**Exercise requirements**
In the time-restricted eating review, which eating protocol was studied most often?

**Selected excerpt**
BARCELONA — Athletes have long obsessed over what to eat, but emerging science points to a different question: when should they eat? A systematic review of 18 studies examining time-restricted eating (TRE) in athletic and active populations reveals early promise that limiting daily food intake to specific windows may trigger beneficial metabolic changes. However, the team of Spanish researchers emphasizes that the evidence remains scarce and that more studies are needed.
Time-restricted eating, also well-known as intermittent fasting, involves condensing all daily meals into a defined period, typically between four and 12 hours, with the remaining hours spent fasting. The review, published in Revista Española de Nutrición Comunitaria, found the most commonly studied approach was the 16:8 protocol, where eating occurs within an eight-hour window and fasting extends for 16 hours. While most TRE research has focused on weight loss, some studies suggest that there may be deeper cellular effects.
One small study of 11 non-athletes following early TRE (eat early, finish by mid-afternoon) for just four to five days found increased expression of molecular markers involved in cellular maintenance and aging regulation. Researchers observed elevated levels of SIRT1, a gene involved in regulating aging processes, and LC3A, a protein that helps form autophagosomes. These microscopic structures capture and remove aged or damaged cellular components in a process called autophagy, the body’s internal recycling system.
The same short-term study found increases in brain-derived neurotrophic factor during the night, a molecule that promotes neuronal growth and survival. These signals are consistent with autophagy pathways but are not direct measures of biological age or lifespan, and were observed after just 4–5 days in non-athletes. Whether similar effects occur in athletes during longer-term eating patterns remains unknown.
Among elite cyclists in a four-week randomized controlled trial, time-restricted eating showed short-term benefits. Athletes lost approximately 2% of body weight and showed an 11% decrease in resting energy expenditure, alongside a roughly 4% improvement in maximum power output relative to body mass. Fat mass dropped while lean muscle remained stable, with a notable reduction in inflammatory markers. During winter preseason training, when intense exercise typically suppresses immune function and leaves athletes vulnerable to illness, this protective effect becomes particularly valuable. Both TRE and normal eating groups showed equal preservation of fat-free mass and athletic performance.
Athletic Performance Stays Intact
Athletes and coaches might reasonably worry that restricting eating times would hamper training or competition results. Across multiple studies lasting three to 98 days and spanning 11 to 271 participants, TRE either maintained or improved athletic performance measures, though most evidence comes from recreational athletes rather than elite competitors.
Research on physically active women combining high-intensity interval training (HIIT) with TRE showed a 1% reduction in body fat alongside improvements in jump performance. Another study of 12 physically active individuals found that after four weeks, participants increased their total work output and fat-free mass while reducing waist circumference. The researchers noted this improvement represented roughly a one-second difference that could influence competitive outcomes.

**Data shown**
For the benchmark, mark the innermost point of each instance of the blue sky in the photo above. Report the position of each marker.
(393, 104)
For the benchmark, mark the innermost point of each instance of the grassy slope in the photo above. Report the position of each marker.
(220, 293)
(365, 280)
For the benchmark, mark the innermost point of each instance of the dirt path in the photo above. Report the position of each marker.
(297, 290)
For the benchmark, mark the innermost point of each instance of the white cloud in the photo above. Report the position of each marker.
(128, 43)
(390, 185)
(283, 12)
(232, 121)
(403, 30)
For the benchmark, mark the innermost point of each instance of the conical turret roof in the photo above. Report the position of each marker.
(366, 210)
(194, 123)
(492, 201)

--

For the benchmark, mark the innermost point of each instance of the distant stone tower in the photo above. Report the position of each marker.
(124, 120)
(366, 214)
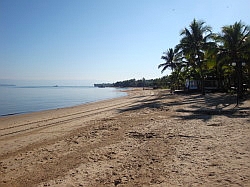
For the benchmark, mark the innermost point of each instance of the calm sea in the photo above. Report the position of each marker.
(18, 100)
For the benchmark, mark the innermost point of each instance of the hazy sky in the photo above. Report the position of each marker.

**Finished exercise**
The 16:8 protocol, in which eating occurs within an eight-hour window and fasting extends for 16 hours.